-- Supplied passage start --

# Forum Home Renovation Cladding  Grant's 1950's WB wall re-cladding

## Grunt_au

Hi everyone 
The latest chapter in my on going repair (South east Melbourne) involved replacing the weatherboards on the bathroom outside wall. The wall is south facing, and as there is a deck above it it has no eave. This means it gets wet and stays wet... After 50+ years most of the boards are soft at the edges. It has been repaired before but the boards were not painted properly and have rotted again. I am determined to do it properly this time. 
First I removed the trim to see the damage. I was going to repair again but when I realised more than half the boards were rotten I decided to do the lot.
As you can see, the top 4 boards are original, below that have been replaced before, poorly.   
Next is the FUN part - demolition!
The window frame is OK, and the meter box I replaced earlier. Notice above the window is the old vent. I have decided to cover them up as we now have evap cooling in the house and we run it on fan only a  lot. I cant see any condensation building up in the house now.   
As soon as I finished removing the cladding - Bloody Rain. Who would have expected rain in Melbourne in May?
I built a shelter, the kids thought I was camping! Although, lighting a fire crossed my mind, Mrs Grunt would NOT approve!  :Annoyed:    
Next I install insulation, R1.5 75mm by 430 mm batts. Where the diagonal cross brace runs I thought about trimming the batts around it , but instead I just insulated over them. I wont have the required 25mm air gap, but the foil wont be needed for heat insulation on this side of the house.   
I installed a new board to seperate the wiring into it's own duct and also I pre drilled a new hole for a future outsied lighting circuit and left a pull wire behind. Clever eh  :2thumbsup:    
Next comes breather silver wrap stapled to the studs. There is a 25mm air gap between the wrap and the batts, except for where the cross brace boards pusshed the insulation out.

-- Supplied passage end --
-- Material shown start --

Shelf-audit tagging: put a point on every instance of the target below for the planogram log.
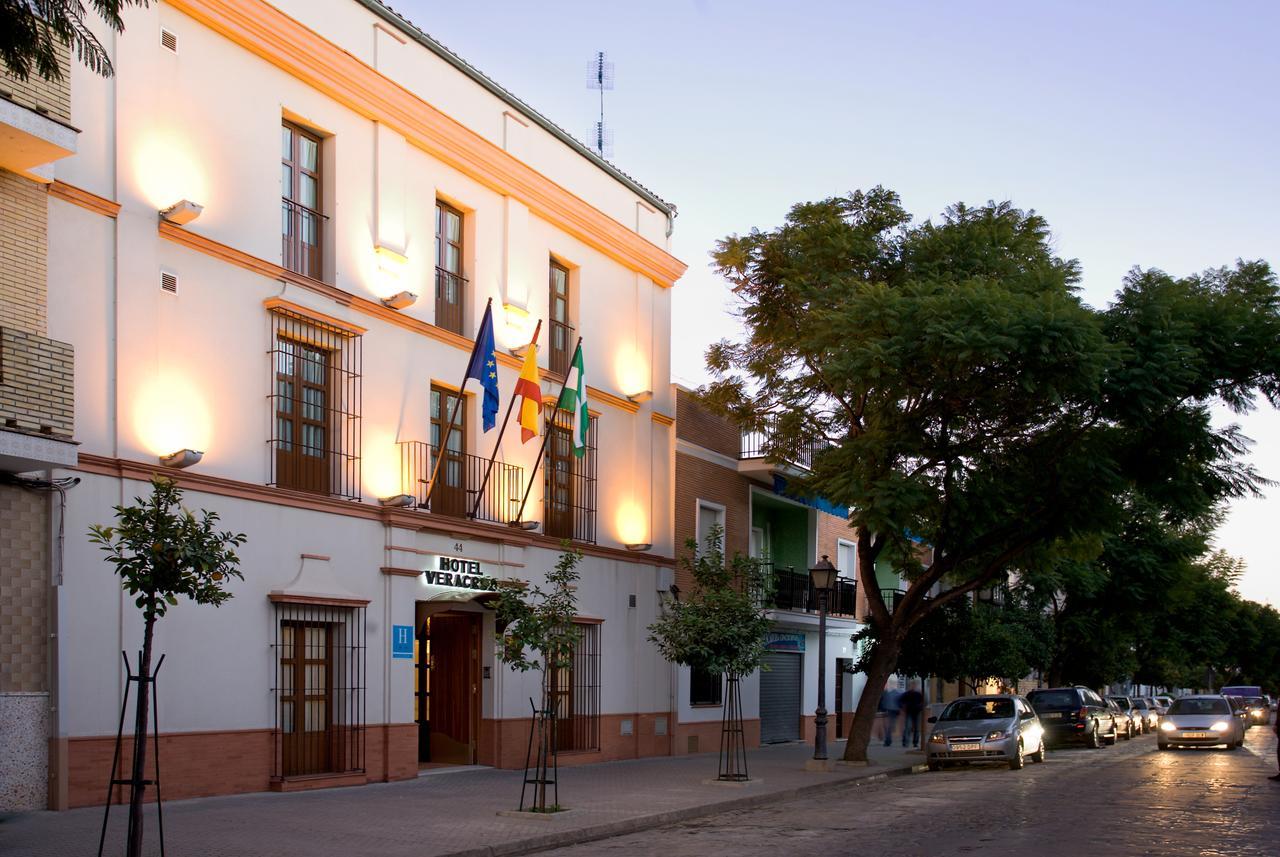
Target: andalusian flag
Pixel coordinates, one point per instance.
(574, 399)
(528, 388)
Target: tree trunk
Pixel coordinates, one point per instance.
(882, 661)
(140, 743)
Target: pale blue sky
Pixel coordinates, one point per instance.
(1144, 132)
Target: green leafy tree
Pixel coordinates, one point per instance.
(30, 31)
(958, 392)
(163, 551)
(539, 635)
(720, 626)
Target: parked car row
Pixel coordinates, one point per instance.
(1008, 728)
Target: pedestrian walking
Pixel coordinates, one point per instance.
(890, 705)
(1276, 728)
(912, 702)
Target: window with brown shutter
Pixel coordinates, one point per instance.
(301, 221)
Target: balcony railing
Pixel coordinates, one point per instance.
(458, 481)
(759, 444)
(794, 590)
(451, 290)
(302, 233)
(562, 347)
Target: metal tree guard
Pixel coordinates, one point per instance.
(544, 728)
(115, 757)
(732, 738)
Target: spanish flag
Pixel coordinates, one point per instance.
(528, 388)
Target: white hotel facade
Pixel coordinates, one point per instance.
(339, 157)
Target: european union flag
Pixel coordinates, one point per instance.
(484, 369)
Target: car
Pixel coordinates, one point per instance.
(1257, 710)
(1072, 714)
(1132, 723)
(988, 728)
(1150, 716)
(1200, 722)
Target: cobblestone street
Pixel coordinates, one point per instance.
(1127, 800)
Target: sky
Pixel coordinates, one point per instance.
(1143, 132)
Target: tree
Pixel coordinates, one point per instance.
(958, 392)
(539, 635)
(30, 28)
(721, 628)
(163, 551)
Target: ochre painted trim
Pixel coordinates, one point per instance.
(310, 58)
(210, 247)
(608, 398)
(297, 308)
(389, 516)
(318, 600)
(83, 198)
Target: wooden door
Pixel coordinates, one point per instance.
(449, 495)
(455, 705)
(306, 709)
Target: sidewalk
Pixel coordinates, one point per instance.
(451, 812)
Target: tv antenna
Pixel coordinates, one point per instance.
(599, 76)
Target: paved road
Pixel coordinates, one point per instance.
(1127, 800)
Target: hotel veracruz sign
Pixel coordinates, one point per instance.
(453, 578)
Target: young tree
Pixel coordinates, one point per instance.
(720, 627)
(28, 30)
(539, 635)
(163, 551)
(958, 390)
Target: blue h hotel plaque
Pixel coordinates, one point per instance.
(402, 641)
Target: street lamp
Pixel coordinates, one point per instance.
(823, 578)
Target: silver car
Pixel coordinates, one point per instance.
(996, 728)
(1200, 722)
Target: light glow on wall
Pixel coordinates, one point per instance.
(631, 370)
(631, 523)
(172, 413)
(167, 169)
(380, 466)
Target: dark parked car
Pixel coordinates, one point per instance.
(1070, 714)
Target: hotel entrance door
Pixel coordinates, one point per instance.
(447, 688)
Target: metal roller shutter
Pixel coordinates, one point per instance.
(780, 697)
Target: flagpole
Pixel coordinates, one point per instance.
(497, 445)
(453, 416)
(542, 450)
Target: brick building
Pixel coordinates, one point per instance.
(36, 427)
(722, 479)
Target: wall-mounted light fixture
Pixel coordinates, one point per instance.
(401, 299)
(182, 212)
(182, 458)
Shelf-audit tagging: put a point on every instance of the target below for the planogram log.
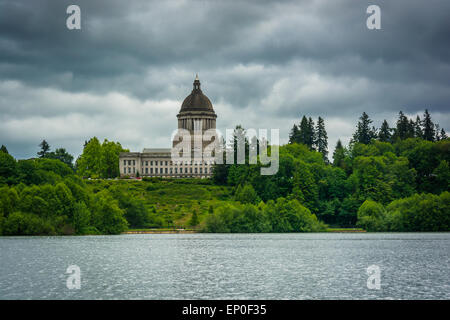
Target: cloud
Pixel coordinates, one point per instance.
(263, 64)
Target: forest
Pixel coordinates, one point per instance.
(385, 179)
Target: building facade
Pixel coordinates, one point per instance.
(196, 116)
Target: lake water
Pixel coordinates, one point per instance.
(227, 266)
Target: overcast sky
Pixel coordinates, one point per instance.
(263, 64)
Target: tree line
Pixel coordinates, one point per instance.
(379, 165)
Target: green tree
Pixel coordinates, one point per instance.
(8, 168)
(428, 127)
(194, 219)
(89, 162)
(364, 132)
(418, 133)
(339, 155)
(62, 155)
(246, 194)
(322, 139)
(294, 135)
(45, 148)
(384, 134)
(371, 216)
(81, 218)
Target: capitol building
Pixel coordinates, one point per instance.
(196, 116)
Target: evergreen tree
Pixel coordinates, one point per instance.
(410, 133)
(311, 134)
(304, 134)
(62, 155)
(385, 132)
(364, 133)
(194, 219)
(338, 154)
(294, 135)
(428, 127)
(3, 148)
(436, 129)
(322, 139)
(402, 129)
(418, 133)
(45, 148)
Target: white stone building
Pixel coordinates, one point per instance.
(196, 113)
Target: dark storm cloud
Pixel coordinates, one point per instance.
(273, 61)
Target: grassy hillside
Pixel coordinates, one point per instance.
(169, 202)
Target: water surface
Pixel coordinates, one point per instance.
(227, 266)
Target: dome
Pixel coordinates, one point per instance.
(196, 101)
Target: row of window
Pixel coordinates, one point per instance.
(161, 163)
(165, 170)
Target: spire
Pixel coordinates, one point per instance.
(196, 83)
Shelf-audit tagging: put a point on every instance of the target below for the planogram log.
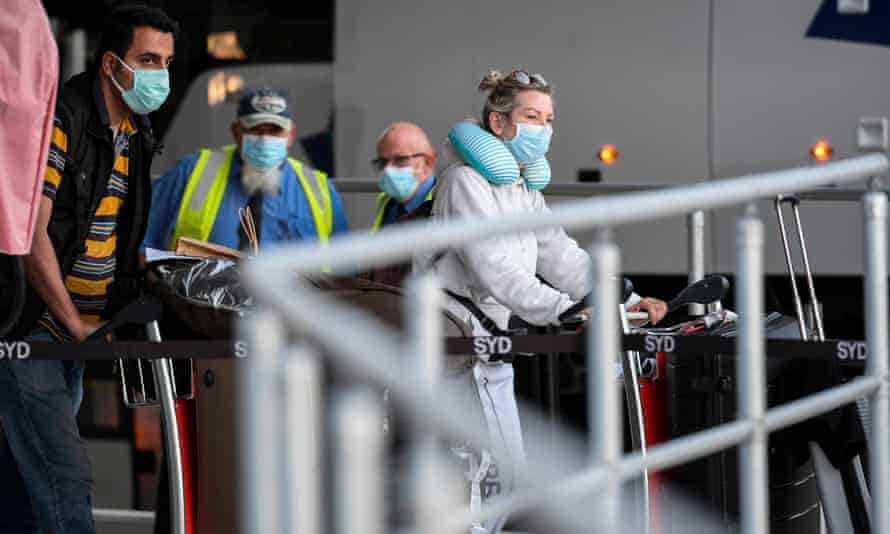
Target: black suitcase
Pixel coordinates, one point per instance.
(701, 390)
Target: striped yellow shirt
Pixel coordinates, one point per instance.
(93, 270)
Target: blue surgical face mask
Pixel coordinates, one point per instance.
(263, 151)
(398, 182)
(150, 89)
(530, 143)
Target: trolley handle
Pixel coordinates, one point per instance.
(789, 262)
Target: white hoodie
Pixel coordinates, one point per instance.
(498, 274)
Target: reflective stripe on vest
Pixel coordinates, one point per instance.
(383, 201)
(317, 187)
(203, 195)
(207, 184)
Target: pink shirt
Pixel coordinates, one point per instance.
(29, 74)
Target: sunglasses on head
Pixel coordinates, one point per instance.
(524, 78)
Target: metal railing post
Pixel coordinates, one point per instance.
(162, 370)
(602, 384)
(750, 369)
(695, 234)
(875, 205)
(303, 416)
(359, 464)
(424, 349)
(260, 425)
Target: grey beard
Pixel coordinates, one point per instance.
(265, 180)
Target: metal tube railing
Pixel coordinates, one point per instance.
(876, 316)
(305, 423)
(308, 313)
(603, 408)
(751, 373)
(695, 236)
(583, 190)
(373, 250)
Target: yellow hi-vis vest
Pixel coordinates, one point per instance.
(383, 201)
(207, 184)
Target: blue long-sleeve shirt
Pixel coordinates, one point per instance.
(286, 215)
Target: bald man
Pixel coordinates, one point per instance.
(406, 160)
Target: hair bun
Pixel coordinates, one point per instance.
(490, 81)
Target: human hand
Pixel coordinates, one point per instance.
(85, 329)
(656, 309)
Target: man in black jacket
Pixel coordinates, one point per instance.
(83, 264)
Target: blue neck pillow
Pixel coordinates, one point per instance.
(490, 157)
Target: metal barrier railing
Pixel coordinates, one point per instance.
(282, 491)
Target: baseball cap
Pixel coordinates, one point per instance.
(264, 106)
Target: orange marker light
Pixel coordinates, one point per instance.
(821, 151)
(607, 154)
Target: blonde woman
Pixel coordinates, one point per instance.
(497, 167)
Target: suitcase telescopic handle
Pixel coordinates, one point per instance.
(794, 202)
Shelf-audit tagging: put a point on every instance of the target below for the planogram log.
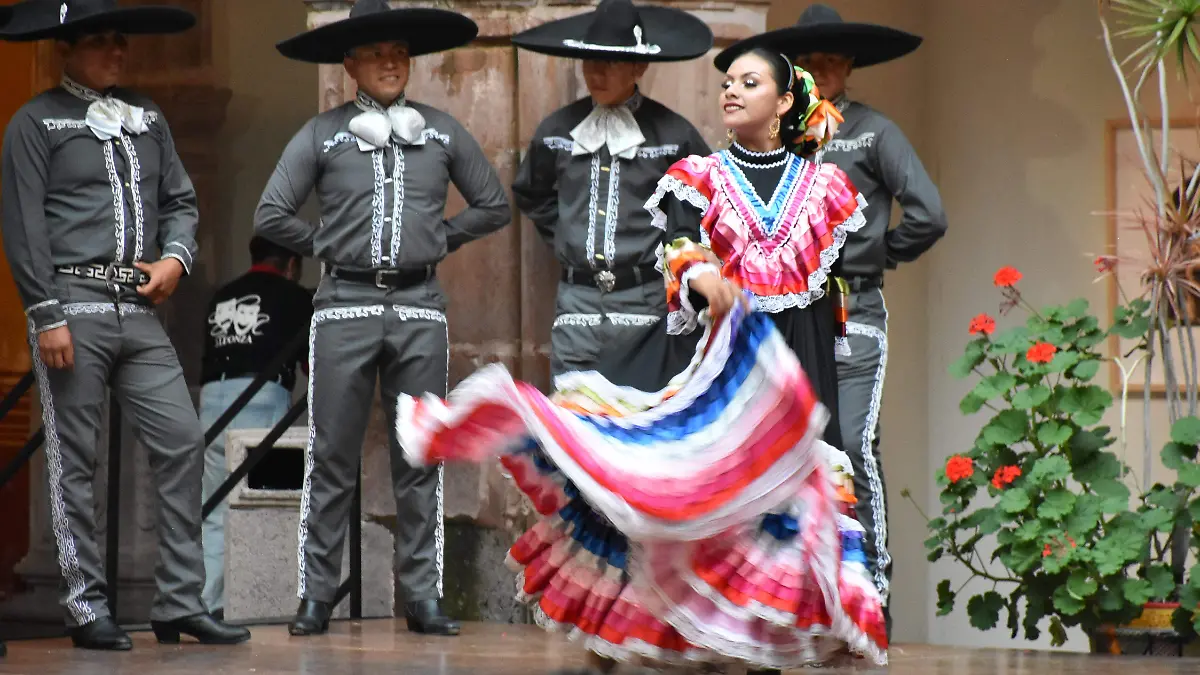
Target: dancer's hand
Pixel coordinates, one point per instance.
(55, 347)
(720, 293)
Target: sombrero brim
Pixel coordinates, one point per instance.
(678, 35)
(42, 22)
(867, 43)
(426, 31)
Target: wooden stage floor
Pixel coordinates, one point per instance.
(384, 646)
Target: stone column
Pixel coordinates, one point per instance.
(502, 290)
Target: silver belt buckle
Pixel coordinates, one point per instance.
(606, 281)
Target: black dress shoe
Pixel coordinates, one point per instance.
(201, 626)
(101, 634)
(426, 617)
(311, 619)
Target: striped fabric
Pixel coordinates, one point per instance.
(696, 524)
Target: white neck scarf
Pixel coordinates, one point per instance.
(610, 125)
(107, 115)
(375, 127)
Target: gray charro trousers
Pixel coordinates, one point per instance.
(859, 395)
(587, 321)
(124, 346)
(361, 333)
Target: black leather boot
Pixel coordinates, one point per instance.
(101, 634)
(426, 617)
(201, 626)
(311, 619)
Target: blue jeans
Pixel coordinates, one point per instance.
(268, 406)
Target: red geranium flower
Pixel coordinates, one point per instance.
(959, 467)
(983, 324)
(1007, 276)
(1042, 352)
(1005, 476)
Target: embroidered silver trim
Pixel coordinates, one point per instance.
(637, 48)
(593, 204)
(60, 124)
(397, 202)
(78, 309)
(40, 305)
(67, 554)
(377, 207)
(558, 143)
(612, 213)
(879, 497)
(589, 320)
(682, 191)
(617, 318)
(657, 151)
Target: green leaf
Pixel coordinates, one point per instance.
(971, 404)
(1049, 470)
(984, 610)
(1085, 370)
(1138, 591)
(1057, 633)
(1189, 475)
(995, 386)
(1174, 455)
(1186, 431)
(1162, 580)
(1031, 398)
(945, 597)
(1062, 360)
(1051, 434)
(1067, 603)
(1056, 503)
(1007, 428)
(1115, 495)
(976, 353)
(1014, 500)
(1080, 585)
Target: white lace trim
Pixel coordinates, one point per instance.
(681, 190)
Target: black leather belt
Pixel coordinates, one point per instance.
(858, 284)
(111, 273)
(610, 280)
(387, 278)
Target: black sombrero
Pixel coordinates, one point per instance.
(822, 29)
(47, 19)
(617, 30)
(424, 29)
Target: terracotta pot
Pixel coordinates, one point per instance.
(1150, 634)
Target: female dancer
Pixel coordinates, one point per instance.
(696, 518)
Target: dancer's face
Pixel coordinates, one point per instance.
(750, 97)
(611, 83)
(381, 70)
(95, 60)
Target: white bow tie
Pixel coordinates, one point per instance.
(607, 125)
(376, 127)
(108, 115)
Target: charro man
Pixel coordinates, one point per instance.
(593, 163)
(381, 166)
(100, 223)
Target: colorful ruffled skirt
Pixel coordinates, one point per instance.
(706, 523)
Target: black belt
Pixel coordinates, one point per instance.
(858, 284)
(387, 278)
(111, 273)
(610, 280)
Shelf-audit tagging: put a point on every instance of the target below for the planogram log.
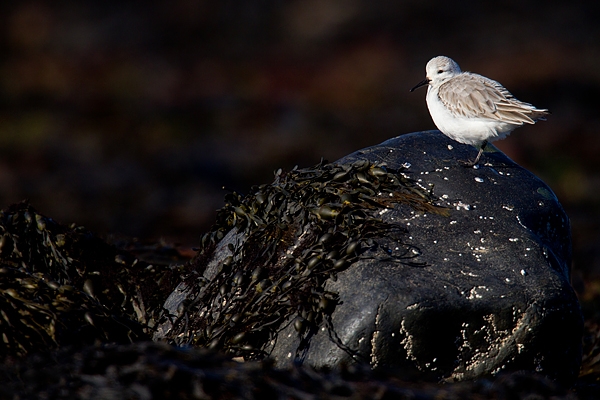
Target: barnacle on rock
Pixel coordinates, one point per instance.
(63, 285)
(284, 241)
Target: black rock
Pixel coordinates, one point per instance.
(493, 293)
(450, 273)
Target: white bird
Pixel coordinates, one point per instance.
(471, 108)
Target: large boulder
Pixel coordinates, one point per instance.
(397, 256)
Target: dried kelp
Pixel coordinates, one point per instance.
(64, 285)
(294, 234)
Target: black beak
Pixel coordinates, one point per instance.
(422, 83)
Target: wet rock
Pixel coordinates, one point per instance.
(158, 371)
(493, 292)
(464, 275)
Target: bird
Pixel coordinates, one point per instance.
(470, 108)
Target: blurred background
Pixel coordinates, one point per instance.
(130, 116)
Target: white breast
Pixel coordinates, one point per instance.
(471, 131)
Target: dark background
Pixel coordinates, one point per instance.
(129, 116)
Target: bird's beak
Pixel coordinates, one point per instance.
(422, 83)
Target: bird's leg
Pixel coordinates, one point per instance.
(472, 164)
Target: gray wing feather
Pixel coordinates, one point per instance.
(475, 96)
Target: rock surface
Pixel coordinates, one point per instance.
(478, 289)
(493, 293)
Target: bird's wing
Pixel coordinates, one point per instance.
(475, 96)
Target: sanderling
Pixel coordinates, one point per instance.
(471, 108)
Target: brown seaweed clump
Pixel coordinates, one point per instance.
(65, 286)
(282, 243)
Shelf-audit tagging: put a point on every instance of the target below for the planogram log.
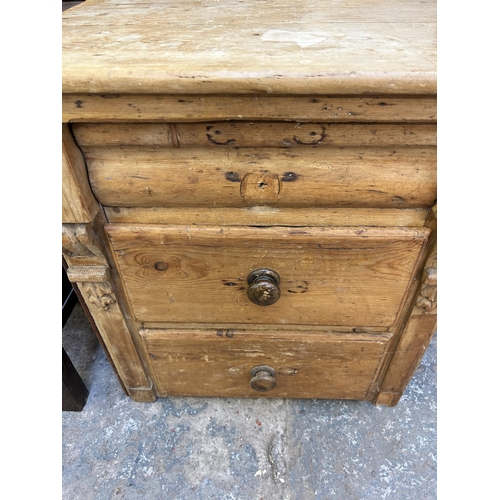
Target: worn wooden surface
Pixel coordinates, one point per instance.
(336, 276)
(74, 391)
(269, 216)
(143, 176)
(315, 122)
(218, 362)
(78, 202)
(254, 134)
(415, 326)
(152, 46)
(202, 108)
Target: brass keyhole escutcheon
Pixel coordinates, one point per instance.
(263, 378)
(263, 287)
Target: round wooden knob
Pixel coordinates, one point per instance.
(263, 378)
(263, 287)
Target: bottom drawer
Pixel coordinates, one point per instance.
(254, 364)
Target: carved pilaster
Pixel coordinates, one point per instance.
(427, 300)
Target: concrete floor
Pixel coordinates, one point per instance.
(244, 449)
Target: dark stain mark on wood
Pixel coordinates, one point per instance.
(233, 176)
(320, 137)
(289, 177)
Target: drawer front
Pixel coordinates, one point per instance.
(147, 176)
(255, 134)
(220, 363)
(327, 276)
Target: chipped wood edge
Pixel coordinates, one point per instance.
(82, 243)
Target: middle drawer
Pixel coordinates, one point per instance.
(356, 277)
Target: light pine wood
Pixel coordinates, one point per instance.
(349, 46)
(323, 177)
(254, 134)
(218, 363)
(85, 255)
(222, 137)
(198, 108)
(269, 216)
(78, 202)
(94, 274)
(415, 327)
(326, 273)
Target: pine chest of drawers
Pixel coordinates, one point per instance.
(249, 193)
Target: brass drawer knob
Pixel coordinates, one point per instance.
(263, 289)
(263, 378)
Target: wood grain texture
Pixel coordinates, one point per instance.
(198, 108)
(329, 276)
(322, 177)
(319, 46)
(213, 363)
(254, 134)
(78, 201)
(415, 340)
(416, 325)
(269, 216)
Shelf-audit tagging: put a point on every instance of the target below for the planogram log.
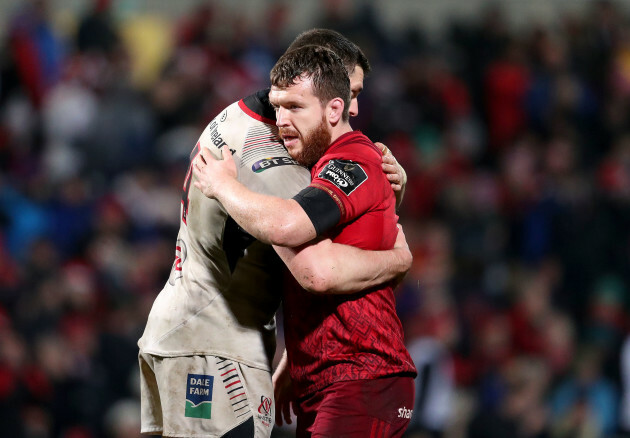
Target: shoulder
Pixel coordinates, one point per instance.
(257, 106)
(357, 147)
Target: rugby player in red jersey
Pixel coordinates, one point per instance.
(346, 356)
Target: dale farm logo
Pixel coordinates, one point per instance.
(199, 396)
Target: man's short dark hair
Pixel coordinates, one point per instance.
(325, 69)
(350, 53)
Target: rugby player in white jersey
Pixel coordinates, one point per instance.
(206, 352)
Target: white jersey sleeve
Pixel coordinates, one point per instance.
(224, 287)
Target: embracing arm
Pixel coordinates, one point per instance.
(395, 173)
(331, 268)
(269, 219)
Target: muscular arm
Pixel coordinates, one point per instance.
(395, 173)
(269, 219)
(330, 268)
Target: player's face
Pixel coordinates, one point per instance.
(301, 120)
(356, 86)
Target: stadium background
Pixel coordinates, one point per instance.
(512, 120)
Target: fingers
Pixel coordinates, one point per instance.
(383, 148)
(286, 412)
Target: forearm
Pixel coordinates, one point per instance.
(403, 183)
(269, 219)
(329, 268)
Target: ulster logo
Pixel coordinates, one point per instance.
(199, 396)
(180, 258)
(265, 405)
(264, 411)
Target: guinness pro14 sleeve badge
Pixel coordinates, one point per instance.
(347, 175)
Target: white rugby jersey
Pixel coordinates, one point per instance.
(224, 287)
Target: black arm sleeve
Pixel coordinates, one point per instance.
(321, 209)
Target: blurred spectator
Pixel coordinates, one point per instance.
(585, 403)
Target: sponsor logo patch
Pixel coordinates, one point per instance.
(404, 412)
(215, 135)
(199, 396)
(268, 163)
(264, 411)
(347, 175)
(180, 258)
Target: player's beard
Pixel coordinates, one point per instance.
(315, 143)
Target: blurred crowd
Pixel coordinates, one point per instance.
(516, 143)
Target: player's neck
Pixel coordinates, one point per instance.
(339, 130)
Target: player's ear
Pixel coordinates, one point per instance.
(335, 110)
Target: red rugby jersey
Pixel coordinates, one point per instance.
(359, 336)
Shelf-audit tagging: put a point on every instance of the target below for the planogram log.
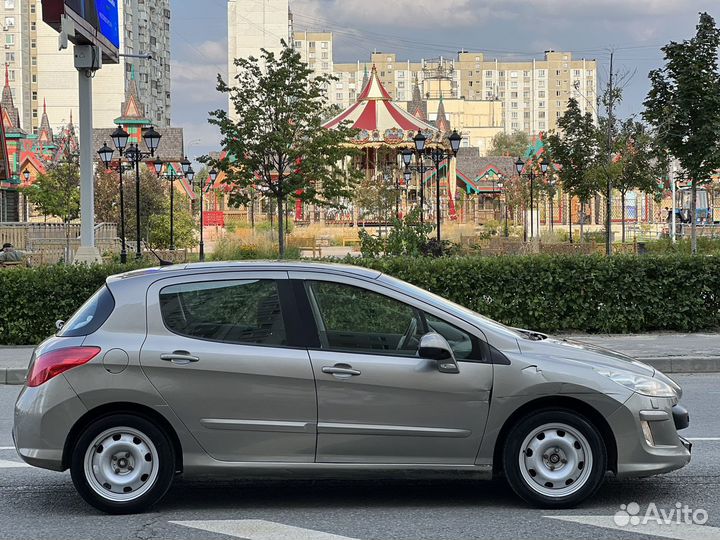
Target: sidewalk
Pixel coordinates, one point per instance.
(668, 352)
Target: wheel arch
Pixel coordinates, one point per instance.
(111, 409)
(561, 402)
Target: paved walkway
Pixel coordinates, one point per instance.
(669, 352)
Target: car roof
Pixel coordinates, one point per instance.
(224, 266)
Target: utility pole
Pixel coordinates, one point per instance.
(608, 200)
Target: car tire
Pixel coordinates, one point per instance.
(122, 464)
(554, 458)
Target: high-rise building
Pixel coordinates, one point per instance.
(533, 93)
(39, 72)
(254, 25)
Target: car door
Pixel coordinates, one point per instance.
(378, 402)
(221, 350)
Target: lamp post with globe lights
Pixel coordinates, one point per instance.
(171, 175)
(136, 156)
(532, 176)
(120, 139)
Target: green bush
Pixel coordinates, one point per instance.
(547, 293)
(621, 294)
(34, 298)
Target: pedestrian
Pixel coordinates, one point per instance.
(10, 254)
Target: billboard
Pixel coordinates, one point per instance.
(96, 23)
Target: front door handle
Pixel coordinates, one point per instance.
(341, 371)
(179, 357)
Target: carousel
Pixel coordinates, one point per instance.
(391, 139)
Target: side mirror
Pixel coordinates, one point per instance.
(435, 347)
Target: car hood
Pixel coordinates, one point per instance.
(586, 353)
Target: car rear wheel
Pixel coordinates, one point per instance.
(555, 458)
(122, 464)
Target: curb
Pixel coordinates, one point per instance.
(666, 364)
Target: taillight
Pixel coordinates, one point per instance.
(48, 365)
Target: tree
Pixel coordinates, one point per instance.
(575, 149)
(683, 105)
(509, 144)
(154, 199)
(57, 193)
(278, 144)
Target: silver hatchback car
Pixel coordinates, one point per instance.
(261, 368)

-- Material shown end --

▶ [Tasks for this exercise]
1. For the wall re-cladding thread, say whether each statement agrees with it: (a) the re-clad wall faces north; (b) the meter box had been replaced earlier; (c) the insulation batts are rated R2.5. Answer yes or no for each and quote the deciding words.
2. Please revise the part of the wall re-cladding thread that opens with the words containing "I built a shelter, the" and closes with "of the house.", putting "lean-to" in place of "shelter".
Answer from the text alone; the data plays no part.

▶ [Outputs]
1.
(a) No: "The wall is south facing"
(b) Yes: "the meter box I replaced earlier"
(c) No: "R1.5 75mm by 430 mm batts"

2.
I built a lean-to, the kids thought I was camping! Although, lighting a fire crossed my mind, Mrs Grunt would NOT approve!  :Annoyed:    
Next I install insulation, R1.5 75mm by 430 mm batts. Where the diagonal cross brace runs I thought about trimming the batts around it , but instead I just insulated over them. I wont have the required 25mm air gap, but the foil wont be needed for heat insulation on this side of the house.